_Extract_:
2020 had a profuse silver lining for Manchester. With investment having increased more than threefold between 2018 and 2019, it was dubbed “the fastest-growing tech city in Europe” in November 2020 in a report by TechNation and the search engine Adzuna. This was also the first time the city had come second in the venture capital investment league table behind London.
Manchester’s feat was given a considerable boost by the successful floatation of THG Holdings, the owner of online beauty retailer The Hut, headquartered in Manchester Airport.
The increasing popularity of Manchester as an alternative UK base to London for international business is further evidenced by the fact that Swedish web-hosting company Miss Group – the winner of the 2020 Northern Tech Award, and which maintained a growth rate of 232 per cent between 2018-19 – is also based here.
As Safe Hammad, CTO and co-founder of locally based start-up Arctic Shores – a provider of behaviour-based psychometrics – puts it, “in the last ten years, Manchester [has] transformed into a thriving technology hub attracting businesses and talent alike.”
However, many in the region believe that creating a London of the North without developing the entirety of northern England would be short-sighted. What needs levelling is not just a metropolis but a whole region with a population of 14.5 million, which if it were a country would be Europe’s eighth-biggest economy.
Similarly, if realising the oft-floated idea of a “Manufacturing Institute of Technology” is to prevail, both Manchester and Sheffield – the latter with its widely respected Advanced Manufacturing Research Centre (AMRC) – will be likely candidates for its venue. Emulating a US university that is primarily a generously funded research centre with some added teaching that creates 30 spin-outs every year may turn out to be an overwhelming task, and the establishment of an “MIT of the North” from scratch has been received with scepticism.
However, creating a network of institutions, possibly using the AMRC’s template, may prove more popular than a standalone vanity project. The £5 million Northern Triangle Initiative, launched by the Universities of Manchester, Sheffield and Leeds in 2017 to smooth the process that turns research into business, can serve as a core for such a network across the North.
Indeed, the importance of commercialising innovation is demonstrated by the painful absence of northern companies from lists of products that use graphene, when it was that very revolutionary material that put Manchester and the region at the forefront of international advanced material research.

_Material provided_:

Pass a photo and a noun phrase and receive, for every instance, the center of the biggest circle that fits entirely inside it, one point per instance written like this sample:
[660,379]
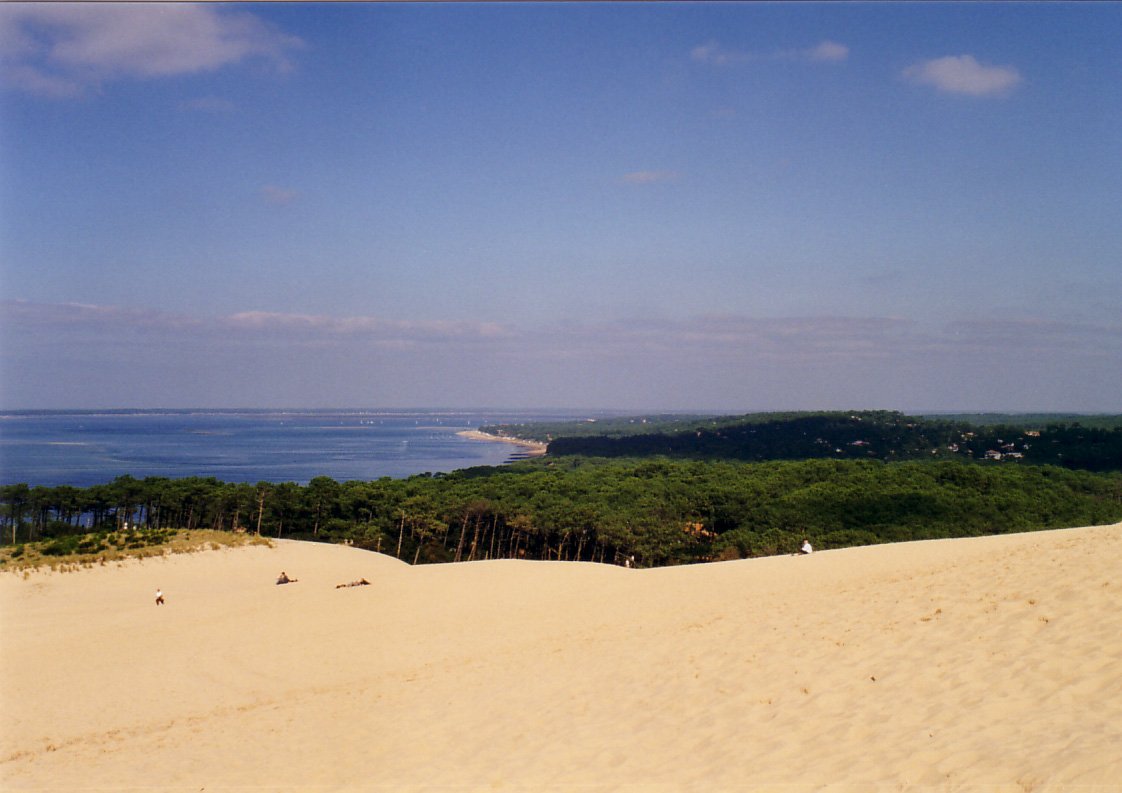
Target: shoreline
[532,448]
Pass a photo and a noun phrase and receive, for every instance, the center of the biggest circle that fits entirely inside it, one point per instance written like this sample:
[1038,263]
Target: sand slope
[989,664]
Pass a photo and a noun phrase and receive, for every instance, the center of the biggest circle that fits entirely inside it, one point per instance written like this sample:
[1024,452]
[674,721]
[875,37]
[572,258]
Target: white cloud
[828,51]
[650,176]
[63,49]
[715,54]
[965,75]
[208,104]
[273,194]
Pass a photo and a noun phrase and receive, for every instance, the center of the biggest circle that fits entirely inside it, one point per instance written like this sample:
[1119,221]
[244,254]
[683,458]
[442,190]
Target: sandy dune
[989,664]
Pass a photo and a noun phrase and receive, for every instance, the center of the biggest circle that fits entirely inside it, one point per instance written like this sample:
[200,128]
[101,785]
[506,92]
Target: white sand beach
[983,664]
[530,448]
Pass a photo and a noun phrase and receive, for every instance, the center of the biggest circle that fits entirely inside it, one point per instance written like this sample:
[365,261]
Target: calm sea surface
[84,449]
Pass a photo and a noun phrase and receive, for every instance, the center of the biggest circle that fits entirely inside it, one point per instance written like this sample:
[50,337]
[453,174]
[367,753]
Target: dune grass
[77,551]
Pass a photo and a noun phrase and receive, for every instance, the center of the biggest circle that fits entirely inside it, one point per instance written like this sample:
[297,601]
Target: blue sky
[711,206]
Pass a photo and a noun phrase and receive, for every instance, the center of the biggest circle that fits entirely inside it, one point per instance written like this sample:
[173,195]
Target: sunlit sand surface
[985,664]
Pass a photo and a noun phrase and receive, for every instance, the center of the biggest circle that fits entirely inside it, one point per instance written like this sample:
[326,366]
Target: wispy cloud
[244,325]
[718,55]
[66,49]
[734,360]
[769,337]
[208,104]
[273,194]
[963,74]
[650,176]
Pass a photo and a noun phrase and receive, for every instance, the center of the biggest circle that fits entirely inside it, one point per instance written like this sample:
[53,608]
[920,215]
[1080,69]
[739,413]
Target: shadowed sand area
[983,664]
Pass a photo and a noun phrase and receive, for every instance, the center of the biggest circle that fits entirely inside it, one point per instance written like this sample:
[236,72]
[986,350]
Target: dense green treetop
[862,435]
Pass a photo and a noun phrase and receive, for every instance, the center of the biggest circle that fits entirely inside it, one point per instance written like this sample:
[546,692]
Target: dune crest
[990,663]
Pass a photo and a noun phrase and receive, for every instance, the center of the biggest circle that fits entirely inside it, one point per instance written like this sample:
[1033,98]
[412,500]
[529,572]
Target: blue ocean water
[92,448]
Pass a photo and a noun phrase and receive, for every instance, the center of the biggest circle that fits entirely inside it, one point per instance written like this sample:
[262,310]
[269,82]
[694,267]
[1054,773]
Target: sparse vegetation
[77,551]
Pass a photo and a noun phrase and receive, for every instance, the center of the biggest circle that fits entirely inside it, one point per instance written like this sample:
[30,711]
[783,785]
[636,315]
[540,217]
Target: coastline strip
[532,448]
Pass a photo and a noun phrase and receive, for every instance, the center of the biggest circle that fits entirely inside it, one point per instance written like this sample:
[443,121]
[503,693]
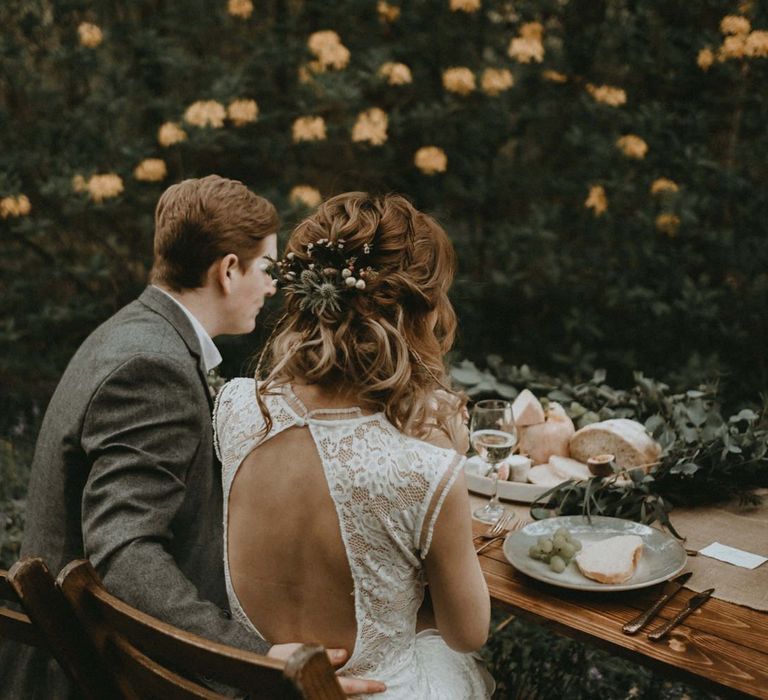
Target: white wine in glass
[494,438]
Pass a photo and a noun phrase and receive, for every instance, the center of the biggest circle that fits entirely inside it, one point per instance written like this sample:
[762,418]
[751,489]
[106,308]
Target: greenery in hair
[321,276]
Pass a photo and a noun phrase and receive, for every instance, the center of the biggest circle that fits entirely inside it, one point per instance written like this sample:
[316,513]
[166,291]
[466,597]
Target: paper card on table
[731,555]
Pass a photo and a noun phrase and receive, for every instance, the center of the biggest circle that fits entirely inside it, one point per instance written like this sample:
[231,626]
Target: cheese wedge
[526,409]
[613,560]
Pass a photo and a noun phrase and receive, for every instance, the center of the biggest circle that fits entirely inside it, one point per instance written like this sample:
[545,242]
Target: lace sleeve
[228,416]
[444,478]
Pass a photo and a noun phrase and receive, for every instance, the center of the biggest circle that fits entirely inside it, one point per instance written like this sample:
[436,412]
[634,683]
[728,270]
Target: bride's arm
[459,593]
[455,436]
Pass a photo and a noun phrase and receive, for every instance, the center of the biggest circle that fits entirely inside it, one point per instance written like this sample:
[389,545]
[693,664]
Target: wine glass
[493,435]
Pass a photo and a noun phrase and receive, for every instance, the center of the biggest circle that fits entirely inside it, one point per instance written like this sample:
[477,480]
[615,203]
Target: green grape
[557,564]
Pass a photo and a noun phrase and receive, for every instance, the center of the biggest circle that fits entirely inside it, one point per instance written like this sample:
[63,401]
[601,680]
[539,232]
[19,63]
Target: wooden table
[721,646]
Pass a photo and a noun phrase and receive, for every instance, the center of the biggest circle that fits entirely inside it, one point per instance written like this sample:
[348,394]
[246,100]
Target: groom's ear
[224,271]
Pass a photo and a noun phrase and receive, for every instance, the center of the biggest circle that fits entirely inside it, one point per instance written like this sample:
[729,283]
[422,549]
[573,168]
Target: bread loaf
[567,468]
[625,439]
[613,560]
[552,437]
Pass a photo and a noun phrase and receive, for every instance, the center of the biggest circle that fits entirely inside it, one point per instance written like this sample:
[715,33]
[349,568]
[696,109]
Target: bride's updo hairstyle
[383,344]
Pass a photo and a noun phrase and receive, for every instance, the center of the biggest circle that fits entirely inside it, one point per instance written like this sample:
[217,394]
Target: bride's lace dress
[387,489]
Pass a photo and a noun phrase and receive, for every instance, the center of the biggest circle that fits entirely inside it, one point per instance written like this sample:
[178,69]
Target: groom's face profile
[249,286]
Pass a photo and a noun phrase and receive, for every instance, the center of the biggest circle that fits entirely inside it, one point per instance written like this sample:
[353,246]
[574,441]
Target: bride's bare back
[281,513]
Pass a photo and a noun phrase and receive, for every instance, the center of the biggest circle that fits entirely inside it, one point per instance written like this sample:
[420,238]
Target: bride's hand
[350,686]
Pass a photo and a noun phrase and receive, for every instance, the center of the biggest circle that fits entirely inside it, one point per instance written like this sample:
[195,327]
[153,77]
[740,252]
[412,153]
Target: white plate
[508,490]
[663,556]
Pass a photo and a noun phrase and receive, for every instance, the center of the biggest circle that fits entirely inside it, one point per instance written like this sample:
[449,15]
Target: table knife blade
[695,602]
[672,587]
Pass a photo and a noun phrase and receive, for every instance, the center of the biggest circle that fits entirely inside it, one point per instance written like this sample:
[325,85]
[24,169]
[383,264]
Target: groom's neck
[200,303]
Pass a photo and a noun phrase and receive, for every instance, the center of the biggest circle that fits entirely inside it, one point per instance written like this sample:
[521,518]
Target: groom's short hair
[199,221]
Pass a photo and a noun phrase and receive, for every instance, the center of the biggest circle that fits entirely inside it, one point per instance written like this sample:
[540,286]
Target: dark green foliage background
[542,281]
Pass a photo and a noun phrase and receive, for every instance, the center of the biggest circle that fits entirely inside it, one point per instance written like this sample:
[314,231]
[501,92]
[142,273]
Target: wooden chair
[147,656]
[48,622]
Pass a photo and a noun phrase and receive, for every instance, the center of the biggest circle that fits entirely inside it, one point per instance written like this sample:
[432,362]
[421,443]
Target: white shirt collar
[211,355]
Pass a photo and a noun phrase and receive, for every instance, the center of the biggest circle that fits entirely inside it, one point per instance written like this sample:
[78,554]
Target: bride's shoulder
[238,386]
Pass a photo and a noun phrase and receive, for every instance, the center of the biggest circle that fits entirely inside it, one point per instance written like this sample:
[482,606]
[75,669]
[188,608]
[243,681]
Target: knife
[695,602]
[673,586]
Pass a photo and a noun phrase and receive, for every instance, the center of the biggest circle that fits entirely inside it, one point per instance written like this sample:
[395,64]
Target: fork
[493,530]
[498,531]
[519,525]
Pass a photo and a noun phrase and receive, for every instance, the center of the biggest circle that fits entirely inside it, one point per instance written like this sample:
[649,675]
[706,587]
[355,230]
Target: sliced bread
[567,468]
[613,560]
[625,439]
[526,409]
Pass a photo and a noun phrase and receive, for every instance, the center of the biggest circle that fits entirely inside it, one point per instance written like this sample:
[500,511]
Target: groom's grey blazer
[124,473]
--
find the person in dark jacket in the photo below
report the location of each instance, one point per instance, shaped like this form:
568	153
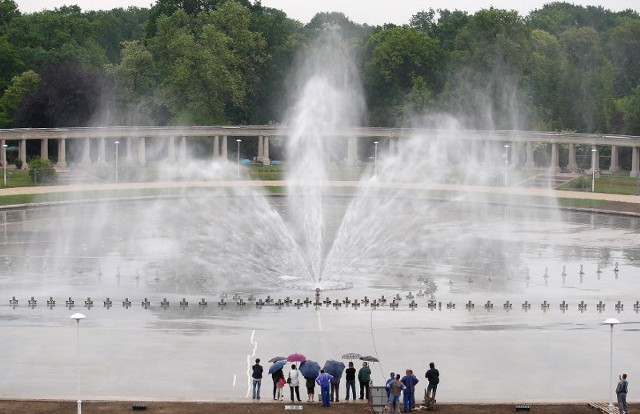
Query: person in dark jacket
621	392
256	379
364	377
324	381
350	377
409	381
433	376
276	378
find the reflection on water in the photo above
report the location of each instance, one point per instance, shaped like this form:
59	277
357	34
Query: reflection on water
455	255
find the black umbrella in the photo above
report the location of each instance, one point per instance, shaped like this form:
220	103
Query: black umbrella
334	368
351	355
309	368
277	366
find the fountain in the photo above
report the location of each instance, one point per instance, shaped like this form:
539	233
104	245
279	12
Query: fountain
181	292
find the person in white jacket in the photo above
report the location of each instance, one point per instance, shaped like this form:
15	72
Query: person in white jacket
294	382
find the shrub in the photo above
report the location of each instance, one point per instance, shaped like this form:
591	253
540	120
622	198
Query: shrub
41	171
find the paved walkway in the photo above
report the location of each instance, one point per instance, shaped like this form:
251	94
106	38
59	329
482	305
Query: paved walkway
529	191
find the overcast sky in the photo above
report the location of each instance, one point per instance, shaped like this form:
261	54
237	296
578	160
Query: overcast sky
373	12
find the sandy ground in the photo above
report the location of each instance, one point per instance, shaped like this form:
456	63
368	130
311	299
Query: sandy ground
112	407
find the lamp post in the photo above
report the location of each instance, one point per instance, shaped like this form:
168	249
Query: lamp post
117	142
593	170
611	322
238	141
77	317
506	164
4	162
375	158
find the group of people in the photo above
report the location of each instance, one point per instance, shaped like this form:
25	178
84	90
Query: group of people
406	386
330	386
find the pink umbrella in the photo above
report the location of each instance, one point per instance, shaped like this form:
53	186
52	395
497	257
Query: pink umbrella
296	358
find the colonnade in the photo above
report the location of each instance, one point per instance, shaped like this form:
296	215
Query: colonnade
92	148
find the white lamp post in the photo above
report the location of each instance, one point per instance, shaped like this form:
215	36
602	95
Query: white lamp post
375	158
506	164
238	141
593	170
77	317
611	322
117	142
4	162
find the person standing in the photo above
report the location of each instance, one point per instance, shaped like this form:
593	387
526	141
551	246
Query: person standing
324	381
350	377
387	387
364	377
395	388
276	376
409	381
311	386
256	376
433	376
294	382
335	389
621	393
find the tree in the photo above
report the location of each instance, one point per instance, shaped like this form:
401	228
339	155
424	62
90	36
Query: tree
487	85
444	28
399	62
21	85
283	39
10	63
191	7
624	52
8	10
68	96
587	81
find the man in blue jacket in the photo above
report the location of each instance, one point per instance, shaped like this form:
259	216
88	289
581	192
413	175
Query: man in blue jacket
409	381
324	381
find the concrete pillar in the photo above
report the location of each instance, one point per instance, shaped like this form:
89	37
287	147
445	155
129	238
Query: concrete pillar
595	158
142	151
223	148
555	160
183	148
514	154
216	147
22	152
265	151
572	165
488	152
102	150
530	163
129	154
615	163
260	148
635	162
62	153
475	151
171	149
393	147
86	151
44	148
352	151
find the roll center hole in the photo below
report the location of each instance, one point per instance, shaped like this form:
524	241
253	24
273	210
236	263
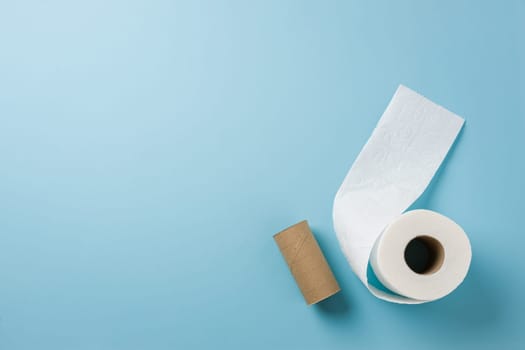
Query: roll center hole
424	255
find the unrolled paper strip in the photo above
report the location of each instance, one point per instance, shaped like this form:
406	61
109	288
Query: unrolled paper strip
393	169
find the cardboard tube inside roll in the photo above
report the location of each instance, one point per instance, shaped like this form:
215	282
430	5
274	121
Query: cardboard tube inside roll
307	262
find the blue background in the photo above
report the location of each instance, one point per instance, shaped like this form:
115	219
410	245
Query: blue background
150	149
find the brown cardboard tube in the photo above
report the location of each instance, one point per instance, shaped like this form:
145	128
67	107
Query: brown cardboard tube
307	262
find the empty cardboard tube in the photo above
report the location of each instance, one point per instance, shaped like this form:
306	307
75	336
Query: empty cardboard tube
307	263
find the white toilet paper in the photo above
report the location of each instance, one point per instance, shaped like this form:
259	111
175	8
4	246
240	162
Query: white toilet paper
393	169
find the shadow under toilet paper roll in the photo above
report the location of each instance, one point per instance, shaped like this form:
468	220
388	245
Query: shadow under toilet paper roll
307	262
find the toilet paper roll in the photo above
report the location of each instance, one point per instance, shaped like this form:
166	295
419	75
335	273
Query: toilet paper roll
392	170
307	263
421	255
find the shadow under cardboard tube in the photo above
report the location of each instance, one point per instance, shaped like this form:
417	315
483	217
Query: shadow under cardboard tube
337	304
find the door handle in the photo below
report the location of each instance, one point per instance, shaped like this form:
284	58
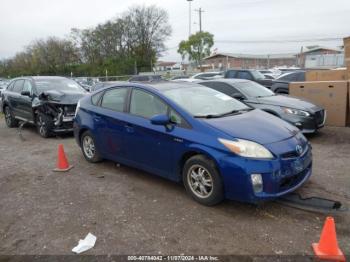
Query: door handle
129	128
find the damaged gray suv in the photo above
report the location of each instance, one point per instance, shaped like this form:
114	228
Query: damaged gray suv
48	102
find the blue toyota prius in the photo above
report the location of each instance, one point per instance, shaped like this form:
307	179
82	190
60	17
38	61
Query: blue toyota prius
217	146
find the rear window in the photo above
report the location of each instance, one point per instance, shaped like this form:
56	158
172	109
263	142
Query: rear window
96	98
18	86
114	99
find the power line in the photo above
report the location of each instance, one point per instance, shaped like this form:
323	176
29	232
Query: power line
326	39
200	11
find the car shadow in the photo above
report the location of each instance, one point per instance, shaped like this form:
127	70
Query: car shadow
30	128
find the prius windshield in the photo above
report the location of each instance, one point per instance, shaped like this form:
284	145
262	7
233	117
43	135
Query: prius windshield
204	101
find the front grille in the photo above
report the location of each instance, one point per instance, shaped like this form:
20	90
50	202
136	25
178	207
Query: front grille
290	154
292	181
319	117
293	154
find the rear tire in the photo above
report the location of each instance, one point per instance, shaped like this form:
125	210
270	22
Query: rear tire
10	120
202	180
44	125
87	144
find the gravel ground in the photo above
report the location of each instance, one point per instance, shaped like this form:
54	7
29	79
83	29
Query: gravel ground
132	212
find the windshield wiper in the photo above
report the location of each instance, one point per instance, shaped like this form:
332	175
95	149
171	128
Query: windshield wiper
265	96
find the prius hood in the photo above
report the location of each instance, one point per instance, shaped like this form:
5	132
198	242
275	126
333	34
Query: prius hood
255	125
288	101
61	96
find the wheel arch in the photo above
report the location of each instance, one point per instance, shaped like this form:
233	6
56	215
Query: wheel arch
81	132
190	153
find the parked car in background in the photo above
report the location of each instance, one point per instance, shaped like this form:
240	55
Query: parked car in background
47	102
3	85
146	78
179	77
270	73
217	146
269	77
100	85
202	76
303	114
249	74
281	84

_Directions_: Transcribe the passage of the Manchester tech-growth article above, starting at "The increasing popularity" and ending at "also based here.".

_Answer box_:
The increasing popularity of Manchester as an alternative UK base to London for international business is further evidenced by the fact that Swedish web-hosting company Miss Group – the winner of the 2020 Northern Tech Award, and which maintained a growth rate of 232 per cent between 2018-19 – is also based here.